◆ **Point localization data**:
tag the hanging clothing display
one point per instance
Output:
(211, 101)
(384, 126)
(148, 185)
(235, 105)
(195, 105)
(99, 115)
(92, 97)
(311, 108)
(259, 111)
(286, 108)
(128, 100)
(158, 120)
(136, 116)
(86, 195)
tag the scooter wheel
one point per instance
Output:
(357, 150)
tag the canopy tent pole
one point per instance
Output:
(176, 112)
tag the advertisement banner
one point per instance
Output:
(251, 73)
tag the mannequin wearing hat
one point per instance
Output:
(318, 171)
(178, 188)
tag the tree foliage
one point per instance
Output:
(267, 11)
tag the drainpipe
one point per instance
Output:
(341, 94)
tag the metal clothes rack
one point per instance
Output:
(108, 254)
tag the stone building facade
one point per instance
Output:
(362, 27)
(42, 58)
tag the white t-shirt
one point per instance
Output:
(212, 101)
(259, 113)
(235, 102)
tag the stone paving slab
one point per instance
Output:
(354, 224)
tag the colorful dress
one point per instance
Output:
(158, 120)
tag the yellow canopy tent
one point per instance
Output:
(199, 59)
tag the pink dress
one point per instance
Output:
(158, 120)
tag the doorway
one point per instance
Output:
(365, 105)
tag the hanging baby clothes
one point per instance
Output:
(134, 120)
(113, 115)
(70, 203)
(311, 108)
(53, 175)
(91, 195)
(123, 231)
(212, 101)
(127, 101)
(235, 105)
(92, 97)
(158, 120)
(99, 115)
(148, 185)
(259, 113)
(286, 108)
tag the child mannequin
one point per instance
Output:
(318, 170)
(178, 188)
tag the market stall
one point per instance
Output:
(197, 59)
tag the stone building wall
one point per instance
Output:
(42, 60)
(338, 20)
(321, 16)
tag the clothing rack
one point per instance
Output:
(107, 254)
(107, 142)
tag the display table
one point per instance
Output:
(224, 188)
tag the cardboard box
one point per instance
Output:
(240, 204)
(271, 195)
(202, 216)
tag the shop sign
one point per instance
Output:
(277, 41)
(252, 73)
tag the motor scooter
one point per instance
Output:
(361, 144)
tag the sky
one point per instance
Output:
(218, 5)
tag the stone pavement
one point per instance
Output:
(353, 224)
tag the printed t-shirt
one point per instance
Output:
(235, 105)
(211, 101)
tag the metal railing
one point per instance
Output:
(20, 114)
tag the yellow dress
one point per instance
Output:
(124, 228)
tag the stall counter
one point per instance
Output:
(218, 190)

◆ **WORK INSTRUCTION**: Retype each line of the data exactly as it reads.

◆ **RESPONSE TO THIS EXERCISE**:
tag the hanging clothing display
one point per instance
Output:
(211, 101)
(384, 126)
(148, 185)
(235, 105)
(195, 105)
(99, 115)
(92, 97)
(311, 108)
(259, 111)
(286, 108)
(128, 100)
(158, 120)
(136, 116)
(86, 195)
tag the scooter wheel
one point per instance
Output:
(357, 150)
tag the canopy tent pole
one point per instance
Output:
(176, 112)
tag the advertisement banner
one point per instance
Output:
(251, 73)
tag the mannequin wearing hat
one point per instance
Output:
(318, 171)
(178, 188)
tag the tree foliage
one point per instance
Output:
(267, 11)
tag the drainpipe
one point per instance
Output:
(341, 94)
tag the metal clothes rack
one point per instance
Output:
(108, 254)
tag the stone building facade
one point per instance
Output:
(362, 27)
(42, 58)
tag the white t-shirt
one point per instance
Output:
(212, 101)
(259, 113)
(235, 102)
tag the stone paving slab
one point per instance
Output:
(354, 224)
tag the colorful dress
one point per instance
Output:
(158, 120)
tag the yellow canopy tent
one point per instance
Output:
(199, 59)
tag the pink dress
one point per instance
Output:
(158, 120)
tag the doorway
one point per instance
Output:
(365, 105)
tag the hanging baby clothes
one point per instance
Output:
(134, 120)
(113, 115)
(70, 203)
(311, 108)
(53, 175)
(91, 195)
(123, 231)
(212, 101)
(127, 101)
(235, 105)
(92, 97)
(158, 120)
(99, 115)
(148, 185)
(259, 113)
(286, 108)
tag the child mannequin
one point per instance
Output:
(318, 170)
(178, 188)
tag the market stall
one point per instance
Output:
(197, 59)
tag the stone building wall
one point per instance
Output:
(42, 60)
(338, 20)
(321, 16)
tag the clothing rack
one point per instance
Output:
(107, 254)
(107, 142)
tag the display table
one point per instance
Output:
(224, 188)
tag the cardboard box
one point per instance
Output:
(240, 204)
(271, 195)
(202, 216)
tag the shop sign
one point per instance
Output:
(277, 41)
(252, 73)
tag the motor scooter
one point per instance
Output:
(361, 144)
tag the sky
one point per instance
Output:
(218, 5)
tag the stone pavement
one point per instance
Output:
(353, 224)
tag the printed t-shirt
one point per instance
Output:
(235, 105)
(211, 101)
tag the metal railing
one point per instance
Output:
(20, 114)
tag the yellow dress
one point per instance
Output:
(124, 228)
tag the stall counter
one point per instance
Output:
(218, 190)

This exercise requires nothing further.